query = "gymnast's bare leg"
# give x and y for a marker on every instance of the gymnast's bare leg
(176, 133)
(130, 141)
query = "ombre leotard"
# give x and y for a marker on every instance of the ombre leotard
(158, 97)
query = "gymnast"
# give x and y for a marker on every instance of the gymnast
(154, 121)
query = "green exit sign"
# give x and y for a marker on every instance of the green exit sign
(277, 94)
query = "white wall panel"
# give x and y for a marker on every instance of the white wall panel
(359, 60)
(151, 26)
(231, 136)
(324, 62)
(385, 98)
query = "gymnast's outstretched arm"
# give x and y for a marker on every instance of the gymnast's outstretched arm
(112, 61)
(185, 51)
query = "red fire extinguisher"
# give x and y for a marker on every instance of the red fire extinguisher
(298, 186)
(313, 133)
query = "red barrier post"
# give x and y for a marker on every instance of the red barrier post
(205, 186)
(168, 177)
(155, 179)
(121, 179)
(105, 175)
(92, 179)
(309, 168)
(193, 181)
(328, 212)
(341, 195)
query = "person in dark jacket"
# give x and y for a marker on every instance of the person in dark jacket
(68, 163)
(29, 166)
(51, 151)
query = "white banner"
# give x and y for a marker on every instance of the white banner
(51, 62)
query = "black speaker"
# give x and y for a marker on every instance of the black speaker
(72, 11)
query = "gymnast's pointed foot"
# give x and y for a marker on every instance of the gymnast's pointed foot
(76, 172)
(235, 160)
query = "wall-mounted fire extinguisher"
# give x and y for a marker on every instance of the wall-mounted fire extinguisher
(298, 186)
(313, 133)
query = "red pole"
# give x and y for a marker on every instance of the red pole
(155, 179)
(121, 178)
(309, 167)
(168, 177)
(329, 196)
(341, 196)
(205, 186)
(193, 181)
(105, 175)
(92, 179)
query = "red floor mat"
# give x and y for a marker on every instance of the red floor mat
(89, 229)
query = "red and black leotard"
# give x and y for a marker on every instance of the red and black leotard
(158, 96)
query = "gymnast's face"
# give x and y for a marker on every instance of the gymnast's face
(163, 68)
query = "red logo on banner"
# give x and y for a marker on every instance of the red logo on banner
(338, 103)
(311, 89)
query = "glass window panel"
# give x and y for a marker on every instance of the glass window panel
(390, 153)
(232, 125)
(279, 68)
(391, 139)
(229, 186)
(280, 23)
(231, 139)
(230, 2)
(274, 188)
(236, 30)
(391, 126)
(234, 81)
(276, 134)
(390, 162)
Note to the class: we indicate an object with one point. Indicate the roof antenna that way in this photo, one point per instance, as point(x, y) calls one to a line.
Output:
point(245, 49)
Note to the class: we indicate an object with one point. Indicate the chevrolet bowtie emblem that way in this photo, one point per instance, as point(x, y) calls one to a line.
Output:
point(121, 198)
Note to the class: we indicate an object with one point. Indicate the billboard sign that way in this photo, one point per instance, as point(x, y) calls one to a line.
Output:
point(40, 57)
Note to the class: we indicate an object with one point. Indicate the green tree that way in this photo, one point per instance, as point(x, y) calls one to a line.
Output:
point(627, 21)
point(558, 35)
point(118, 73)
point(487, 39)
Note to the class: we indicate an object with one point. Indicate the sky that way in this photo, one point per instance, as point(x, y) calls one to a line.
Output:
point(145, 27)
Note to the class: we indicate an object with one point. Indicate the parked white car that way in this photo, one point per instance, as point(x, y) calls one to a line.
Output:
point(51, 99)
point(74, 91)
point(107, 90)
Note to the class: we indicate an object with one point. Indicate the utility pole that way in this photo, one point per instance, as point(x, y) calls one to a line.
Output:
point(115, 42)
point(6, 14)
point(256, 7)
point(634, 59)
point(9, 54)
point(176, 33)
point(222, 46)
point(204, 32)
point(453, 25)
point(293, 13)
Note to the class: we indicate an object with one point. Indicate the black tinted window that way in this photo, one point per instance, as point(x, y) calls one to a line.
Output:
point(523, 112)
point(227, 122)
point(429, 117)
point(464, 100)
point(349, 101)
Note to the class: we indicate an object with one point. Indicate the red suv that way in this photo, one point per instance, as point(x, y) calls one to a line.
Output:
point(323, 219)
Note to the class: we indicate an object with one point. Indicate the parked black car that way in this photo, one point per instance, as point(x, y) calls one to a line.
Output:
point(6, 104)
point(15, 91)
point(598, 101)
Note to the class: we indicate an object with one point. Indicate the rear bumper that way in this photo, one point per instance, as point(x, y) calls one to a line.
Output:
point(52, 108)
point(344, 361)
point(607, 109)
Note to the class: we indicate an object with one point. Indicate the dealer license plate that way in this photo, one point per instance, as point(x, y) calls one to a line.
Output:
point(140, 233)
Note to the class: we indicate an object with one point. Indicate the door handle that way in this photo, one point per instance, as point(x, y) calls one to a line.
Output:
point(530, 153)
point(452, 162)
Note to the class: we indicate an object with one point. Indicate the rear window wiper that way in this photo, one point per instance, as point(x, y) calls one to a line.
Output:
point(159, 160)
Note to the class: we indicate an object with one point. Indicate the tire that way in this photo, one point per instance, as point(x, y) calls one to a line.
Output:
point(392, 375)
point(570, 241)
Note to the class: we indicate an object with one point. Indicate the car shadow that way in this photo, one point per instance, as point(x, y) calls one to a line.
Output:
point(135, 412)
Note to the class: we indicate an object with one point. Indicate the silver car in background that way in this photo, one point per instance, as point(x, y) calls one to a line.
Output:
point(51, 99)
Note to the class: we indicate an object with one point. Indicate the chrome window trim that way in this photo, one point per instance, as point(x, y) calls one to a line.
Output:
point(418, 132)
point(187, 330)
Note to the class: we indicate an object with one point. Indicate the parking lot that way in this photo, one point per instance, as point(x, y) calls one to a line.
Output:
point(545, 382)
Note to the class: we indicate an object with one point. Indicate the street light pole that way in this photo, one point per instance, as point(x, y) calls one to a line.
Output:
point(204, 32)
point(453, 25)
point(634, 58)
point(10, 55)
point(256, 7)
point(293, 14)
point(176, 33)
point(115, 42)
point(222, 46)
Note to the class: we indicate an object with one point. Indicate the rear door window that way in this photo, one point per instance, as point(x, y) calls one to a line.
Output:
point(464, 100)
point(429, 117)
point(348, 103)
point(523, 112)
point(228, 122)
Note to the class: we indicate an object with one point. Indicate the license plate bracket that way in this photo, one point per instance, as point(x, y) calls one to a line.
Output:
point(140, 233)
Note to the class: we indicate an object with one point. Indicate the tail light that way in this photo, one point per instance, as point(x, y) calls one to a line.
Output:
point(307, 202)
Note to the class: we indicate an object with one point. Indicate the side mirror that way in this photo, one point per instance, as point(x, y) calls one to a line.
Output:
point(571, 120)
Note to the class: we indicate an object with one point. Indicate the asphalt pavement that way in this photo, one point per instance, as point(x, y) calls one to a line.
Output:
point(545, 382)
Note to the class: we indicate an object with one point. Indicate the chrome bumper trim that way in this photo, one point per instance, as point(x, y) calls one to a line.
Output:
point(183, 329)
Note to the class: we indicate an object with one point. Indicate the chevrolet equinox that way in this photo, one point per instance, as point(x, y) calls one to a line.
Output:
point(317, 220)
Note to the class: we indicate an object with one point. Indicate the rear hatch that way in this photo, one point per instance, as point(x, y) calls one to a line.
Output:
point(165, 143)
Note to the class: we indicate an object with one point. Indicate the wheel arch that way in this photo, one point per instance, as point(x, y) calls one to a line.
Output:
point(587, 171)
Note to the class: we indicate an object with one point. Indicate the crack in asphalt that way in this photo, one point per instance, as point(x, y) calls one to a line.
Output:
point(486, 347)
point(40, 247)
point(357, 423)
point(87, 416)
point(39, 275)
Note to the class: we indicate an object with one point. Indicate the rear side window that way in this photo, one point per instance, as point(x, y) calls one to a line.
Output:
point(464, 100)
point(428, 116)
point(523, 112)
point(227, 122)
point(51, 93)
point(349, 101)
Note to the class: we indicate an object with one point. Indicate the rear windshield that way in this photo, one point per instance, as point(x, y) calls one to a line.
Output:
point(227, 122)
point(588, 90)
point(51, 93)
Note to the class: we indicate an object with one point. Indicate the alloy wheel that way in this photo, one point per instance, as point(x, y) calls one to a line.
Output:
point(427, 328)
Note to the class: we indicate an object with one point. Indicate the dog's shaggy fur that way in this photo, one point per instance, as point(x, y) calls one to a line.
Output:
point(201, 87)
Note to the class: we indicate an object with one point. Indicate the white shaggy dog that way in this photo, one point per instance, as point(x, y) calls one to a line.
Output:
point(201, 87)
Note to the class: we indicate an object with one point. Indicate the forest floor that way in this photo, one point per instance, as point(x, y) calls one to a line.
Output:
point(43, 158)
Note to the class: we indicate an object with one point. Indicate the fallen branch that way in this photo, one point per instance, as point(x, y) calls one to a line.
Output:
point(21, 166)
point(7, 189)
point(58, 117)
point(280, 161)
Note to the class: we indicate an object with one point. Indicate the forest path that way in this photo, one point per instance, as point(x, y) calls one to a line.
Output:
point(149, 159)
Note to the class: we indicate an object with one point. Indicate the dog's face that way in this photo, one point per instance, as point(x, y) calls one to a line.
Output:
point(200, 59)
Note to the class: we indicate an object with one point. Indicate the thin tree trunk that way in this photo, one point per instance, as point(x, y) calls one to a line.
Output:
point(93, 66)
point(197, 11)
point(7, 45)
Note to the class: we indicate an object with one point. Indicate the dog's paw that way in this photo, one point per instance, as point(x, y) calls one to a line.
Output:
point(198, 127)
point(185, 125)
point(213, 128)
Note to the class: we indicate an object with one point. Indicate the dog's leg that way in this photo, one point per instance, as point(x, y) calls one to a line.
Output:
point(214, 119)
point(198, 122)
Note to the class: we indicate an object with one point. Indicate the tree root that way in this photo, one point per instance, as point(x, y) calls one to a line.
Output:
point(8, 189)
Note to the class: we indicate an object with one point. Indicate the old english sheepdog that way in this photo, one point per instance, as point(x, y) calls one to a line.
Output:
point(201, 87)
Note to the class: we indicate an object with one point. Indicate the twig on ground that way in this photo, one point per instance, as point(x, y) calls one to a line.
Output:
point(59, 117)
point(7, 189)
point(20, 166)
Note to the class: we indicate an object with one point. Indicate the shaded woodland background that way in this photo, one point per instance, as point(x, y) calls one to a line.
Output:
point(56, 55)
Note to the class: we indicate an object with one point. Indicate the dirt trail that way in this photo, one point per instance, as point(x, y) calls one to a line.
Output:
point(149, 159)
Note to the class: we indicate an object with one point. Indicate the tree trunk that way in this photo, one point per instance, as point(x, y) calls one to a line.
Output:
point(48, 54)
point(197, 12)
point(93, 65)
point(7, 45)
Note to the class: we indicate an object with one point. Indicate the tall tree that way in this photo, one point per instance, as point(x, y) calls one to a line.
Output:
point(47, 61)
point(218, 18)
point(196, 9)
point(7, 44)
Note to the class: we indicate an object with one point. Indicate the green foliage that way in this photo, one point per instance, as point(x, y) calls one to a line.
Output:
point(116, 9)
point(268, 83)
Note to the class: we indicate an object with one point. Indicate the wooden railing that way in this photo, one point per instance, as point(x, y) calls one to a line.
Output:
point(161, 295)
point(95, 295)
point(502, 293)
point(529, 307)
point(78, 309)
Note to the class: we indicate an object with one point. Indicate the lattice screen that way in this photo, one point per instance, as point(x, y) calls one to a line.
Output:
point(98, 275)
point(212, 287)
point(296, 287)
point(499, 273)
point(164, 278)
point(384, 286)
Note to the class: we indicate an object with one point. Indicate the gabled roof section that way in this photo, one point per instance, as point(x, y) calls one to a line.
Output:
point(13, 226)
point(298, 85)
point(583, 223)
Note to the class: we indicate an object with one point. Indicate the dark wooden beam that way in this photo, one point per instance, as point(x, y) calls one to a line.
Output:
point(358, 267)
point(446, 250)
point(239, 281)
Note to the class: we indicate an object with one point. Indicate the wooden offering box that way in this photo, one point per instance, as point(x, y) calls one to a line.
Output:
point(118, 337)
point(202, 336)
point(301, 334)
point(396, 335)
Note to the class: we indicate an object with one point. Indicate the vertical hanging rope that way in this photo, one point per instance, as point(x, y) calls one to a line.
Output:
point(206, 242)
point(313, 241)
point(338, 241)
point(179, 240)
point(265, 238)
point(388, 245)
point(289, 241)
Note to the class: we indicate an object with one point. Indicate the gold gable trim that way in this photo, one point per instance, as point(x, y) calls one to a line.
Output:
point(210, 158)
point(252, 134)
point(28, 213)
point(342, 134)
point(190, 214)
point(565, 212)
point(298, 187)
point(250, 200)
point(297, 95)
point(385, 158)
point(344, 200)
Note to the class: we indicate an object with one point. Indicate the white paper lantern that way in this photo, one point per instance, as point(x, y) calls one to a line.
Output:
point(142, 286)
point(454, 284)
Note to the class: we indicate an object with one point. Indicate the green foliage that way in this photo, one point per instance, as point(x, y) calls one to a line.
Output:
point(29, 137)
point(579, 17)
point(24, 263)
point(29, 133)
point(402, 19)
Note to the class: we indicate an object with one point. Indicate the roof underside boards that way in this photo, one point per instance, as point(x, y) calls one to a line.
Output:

※

EXERCISE PROMPT
Reproduce verbatim every line of the data from the line containing "Indicate the license" down to the line containing "point(307, 202)", including both of those lines.

FINISHED TASK
Note to the class: we indicate an object with one point. Indicate the license plate bracket that way in this photo, one point per instance, as point(x, y) calls one to a line.
Output:
point(140, 233)
Note to the class: we indicate an object with one point. Indicate the tail light that way in this photo, one point per instance, as point(x, y) calls one to a line.
Output:
point(307, 202)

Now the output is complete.